## [Prompt]
Of all the lines below, output only those starting at the one with "positive clicks: (1923, 323)" and ending at the one with "positive clicks: (1102, 238)", both ends included, exactly as written.

[Stored dataset items]

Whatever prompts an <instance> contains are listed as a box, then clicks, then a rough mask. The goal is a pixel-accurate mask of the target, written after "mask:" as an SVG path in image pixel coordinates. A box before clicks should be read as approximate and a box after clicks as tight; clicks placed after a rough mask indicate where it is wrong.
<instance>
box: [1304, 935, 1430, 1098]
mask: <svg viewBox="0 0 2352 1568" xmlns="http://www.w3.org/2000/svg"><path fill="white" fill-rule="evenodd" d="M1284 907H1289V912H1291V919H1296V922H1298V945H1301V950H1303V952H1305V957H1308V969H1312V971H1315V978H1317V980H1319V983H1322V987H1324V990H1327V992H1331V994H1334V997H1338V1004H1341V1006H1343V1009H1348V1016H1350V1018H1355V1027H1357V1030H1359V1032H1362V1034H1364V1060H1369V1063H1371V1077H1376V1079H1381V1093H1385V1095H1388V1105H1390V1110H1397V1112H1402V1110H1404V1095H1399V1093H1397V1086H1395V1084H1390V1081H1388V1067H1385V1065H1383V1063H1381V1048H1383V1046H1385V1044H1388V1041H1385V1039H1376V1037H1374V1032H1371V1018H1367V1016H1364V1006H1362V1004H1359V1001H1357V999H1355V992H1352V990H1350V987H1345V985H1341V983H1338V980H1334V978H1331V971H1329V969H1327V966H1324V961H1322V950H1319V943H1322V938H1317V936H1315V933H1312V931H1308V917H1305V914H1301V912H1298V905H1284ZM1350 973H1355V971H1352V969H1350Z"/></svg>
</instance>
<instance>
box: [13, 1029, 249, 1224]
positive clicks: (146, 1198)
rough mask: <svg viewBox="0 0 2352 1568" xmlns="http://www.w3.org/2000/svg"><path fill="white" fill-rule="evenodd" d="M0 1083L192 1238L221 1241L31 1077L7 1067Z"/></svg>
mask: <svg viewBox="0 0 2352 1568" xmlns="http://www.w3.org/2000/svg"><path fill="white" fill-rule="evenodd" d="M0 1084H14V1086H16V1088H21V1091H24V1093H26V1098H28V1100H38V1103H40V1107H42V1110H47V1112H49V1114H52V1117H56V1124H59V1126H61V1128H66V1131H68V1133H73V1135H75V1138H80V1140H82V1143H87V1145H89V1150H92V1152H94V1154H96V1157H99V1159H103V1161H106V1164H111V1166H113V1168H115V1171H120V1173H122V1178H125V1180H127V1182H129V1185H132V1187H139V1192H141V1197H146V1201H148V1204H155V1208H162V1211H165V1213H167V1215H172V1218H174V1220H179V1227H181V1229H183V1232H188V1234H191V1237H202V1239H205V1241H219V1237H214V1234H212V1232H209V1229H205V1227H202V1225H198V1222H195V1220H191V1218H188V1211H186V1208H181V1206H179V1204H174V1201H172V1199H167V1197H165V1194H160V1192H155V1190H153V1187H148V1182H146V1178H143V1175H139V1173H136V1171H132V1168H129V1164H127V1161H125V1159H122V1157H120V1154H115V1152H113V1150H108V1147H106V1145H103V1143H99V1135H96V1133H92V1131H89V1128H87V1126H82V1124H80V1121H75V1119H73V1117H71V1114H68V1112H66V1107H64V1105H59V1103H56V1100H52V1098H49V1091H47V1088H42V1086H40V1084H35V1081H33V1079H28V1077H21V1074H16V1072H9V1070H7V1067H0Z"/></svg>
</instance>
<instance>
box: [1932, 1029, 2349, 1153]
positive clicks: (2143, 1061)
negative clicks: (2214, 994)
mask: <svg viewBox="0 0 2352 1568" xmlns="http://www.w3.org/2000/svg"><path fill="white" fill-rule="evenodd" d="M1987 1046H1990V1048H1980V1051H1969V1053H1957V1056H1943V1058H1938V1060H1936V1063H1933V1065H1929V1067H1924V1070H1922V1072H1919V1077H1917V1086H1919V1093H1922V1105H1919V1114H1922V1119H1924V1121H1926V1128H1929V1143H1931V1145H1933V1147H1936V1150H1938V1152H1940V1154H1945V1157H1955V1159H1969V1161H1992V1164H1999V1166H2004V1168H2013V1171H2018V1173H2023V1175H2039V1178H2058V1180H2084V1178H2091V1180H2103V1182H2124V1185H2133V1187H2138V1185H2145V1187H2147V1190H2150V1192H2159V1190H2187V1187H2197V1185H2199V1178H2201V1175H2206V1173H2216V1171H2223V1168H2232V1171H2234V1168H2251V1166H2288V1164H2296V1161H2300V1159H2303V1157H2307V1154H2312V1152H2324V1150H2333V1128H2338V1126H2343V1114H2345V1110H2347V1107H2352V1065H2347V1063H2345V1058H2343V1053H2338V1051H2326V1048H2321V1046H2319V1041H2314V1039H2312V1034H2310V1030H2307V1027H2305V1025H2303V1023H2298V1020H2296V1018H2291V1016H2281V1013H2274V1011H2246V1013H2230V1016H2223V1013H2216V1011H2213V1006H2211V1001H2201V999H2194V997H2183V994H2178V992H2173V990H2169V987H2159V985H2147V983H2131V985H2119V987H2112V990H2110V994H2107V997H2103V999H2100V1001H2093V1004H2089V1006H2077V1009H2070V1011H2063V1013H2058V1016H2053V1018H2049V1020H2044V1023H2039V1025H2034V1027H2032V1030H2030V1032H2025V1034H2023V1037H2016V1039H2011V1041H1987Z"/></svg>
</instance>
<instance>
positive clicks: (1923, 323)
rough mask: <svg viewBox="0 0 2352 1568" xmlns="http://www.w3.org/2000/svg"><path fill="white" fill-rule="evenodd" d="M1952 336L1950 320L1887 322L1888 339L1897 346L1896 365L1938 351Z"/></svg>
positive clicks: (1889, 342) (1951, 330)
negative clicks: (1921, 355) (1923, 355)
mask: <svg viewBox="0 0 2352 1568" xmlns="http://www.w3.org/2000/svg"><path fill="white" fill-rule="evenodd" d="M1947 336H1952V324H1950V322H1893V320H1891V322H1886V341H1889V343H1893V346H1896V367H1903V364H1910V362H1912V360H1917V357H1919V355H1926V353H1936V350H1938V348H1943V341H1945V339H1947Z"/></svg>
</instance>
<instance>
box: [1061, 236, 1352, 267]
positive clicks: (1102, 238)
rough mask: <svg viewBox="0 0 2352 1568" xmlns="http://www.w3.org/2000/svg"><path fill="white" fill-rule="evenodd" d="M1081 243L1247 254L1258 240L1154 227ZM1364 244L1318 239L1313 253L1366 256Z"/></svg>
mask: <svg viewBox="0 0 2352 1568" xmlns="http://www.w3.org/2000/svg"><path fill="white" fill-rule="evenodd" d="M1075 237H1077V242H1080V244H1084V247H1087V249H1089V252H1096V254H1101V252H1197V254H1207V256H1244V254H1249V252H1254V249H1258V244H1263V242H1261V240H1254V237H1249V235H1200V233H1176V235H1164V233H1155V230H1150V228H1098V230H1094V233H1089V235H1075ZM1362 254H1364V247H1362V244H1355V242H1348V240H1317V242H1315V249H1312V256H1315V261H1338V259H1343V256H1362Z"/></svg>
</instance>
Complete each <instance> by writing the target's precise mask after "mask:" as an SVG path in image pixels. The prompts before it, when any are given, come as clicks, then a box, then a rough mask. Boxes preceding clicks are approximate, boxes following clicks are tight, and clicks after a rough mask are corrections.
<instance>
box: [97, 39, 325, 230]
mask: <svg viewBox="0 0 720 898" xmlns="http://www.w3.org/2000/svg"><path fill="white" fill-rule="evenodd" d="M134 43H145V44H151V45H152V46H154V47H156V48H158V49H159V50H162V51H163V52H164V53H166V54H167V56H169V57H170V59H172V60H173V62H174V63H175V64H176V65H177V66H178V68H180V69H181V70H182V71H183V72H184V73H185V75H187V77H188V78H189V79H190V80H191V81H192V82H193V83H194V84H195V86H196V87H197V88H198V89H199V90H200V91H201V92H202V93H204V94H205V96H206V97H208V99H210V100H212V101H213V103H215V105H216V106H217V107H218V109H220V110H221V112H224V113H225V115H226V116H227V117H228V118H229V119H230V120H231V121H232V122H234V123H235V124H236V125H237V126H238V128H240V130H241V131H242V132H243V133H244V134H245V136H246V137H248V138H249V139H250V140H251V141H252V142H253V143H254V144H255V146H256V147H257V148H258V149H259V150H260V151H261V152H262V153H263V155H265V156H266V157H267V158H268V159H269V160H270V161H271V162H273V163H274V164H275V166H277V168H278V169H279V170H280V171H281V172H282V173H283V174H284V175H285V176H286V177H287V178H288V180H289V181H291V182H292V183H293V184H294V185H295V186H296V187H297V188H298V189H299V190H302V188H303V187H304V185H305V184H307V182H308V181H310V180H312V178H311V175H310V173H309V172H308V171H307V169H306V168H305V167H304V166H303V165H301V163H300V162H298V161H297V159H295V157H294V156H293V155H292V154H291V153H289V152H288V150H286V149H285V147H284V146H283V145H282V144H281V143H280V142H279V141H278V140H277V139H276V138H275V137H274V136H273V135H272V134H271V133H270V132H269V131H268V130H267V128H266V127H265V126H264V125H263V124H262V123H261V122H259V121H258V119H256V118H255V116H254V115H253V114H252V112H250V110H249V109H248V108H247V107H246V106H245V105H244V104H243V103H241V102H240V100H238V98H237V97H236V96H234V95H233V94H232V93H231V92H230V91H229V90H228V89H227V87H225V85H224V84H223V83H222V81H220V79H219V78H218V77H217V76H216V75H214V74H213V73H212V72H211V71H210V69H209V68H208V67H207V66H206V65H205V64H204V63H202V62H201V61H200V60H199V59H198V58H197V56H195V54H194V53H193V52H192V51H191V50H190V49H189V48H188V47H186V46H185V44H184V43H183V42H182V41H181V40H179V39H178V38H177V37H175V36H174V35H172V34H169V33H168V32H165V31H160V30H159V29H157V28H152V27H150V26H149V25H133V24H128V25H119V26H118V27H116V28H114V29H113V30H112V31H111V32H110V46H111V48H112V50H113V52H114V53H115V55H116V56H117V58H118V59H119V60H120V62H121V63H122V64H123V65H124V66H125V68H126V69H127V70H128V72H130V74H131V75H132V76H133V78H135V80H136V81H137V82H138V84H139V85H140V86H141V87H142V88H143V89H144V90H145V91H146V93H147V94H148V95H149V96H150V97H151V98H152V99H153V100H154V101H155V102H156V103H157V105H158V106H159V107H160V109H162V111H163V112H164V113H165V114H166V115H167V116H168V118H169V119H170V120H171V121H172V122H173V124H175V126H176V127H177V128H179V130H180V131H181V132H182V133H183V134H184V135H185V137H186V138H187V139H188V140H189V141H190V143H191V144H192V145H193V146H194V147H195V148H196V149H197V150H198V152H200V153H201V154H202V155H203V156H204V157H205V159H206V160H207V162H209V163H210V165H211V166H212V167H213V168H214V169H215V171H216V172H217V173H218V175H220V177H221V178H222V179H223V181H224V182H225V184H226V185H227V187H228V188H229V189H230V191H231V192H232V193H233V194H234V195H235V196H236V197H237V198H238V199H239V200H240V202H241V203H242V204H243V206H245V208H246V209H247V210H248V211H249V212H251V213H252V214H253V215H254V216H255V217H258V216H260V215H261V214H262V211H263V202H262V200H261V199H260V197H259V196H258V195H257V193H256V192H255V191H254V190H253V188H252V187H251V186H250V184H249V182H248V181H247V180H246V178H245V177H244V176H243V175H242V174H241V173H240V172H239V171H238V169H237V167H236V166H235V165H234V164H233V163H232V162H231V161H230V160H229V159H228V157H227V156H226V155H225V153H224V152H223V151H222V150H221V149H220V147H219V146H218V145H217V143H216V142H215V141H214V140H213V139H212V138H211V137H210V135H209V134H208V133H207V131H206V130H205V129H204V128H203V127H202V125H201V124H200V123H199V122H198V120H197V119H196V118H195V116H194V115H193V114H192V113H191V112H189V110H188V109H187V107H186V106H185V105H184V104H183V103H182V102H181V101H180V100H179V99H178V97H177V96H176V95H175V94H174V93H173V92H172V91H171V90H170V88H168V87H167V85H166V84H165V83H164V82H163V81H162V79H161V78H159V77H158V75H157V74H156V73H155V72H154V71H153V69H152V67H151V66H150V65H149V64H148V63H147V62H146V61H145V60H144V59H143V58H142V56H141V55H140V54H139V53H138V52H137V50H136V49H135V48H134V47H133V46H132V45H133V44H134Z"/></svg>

## [Response]
positive clicks: (1923, 323)
rough mask: <svg viewBox="0 0 2352 1568" xmlns="http://www.w3.org/2000/svg"><path fill="white" fill-rule="evenodd" d="M1952 336L1950 320L1887 322L1888 339L1897 346L1896 365L1938 351Z"/></svg>
positive clicks: (1889, 342) (1951, 330)
negative clicks: (1921, 355) (1923, 355)
mask: <svg viewBox="0 0 2352 1568" xmlns="http://www.w3.org/2000/svg"><path fill="white" fill-rule="evenodd" d="M1947 336H1952V324H1950V322H1893V320H1891V322H1886V341H1889V343H1893V346H1896V367H1903V364H1910V362H1912V360H1917V357H1919V355H1926V353H1936V350H1938V348H1943V341H1945V339H1947Z"/></svg>
</instance>
<instance>
box: [1061, 236, 1352, 267]
positive clicks: (1102, 238)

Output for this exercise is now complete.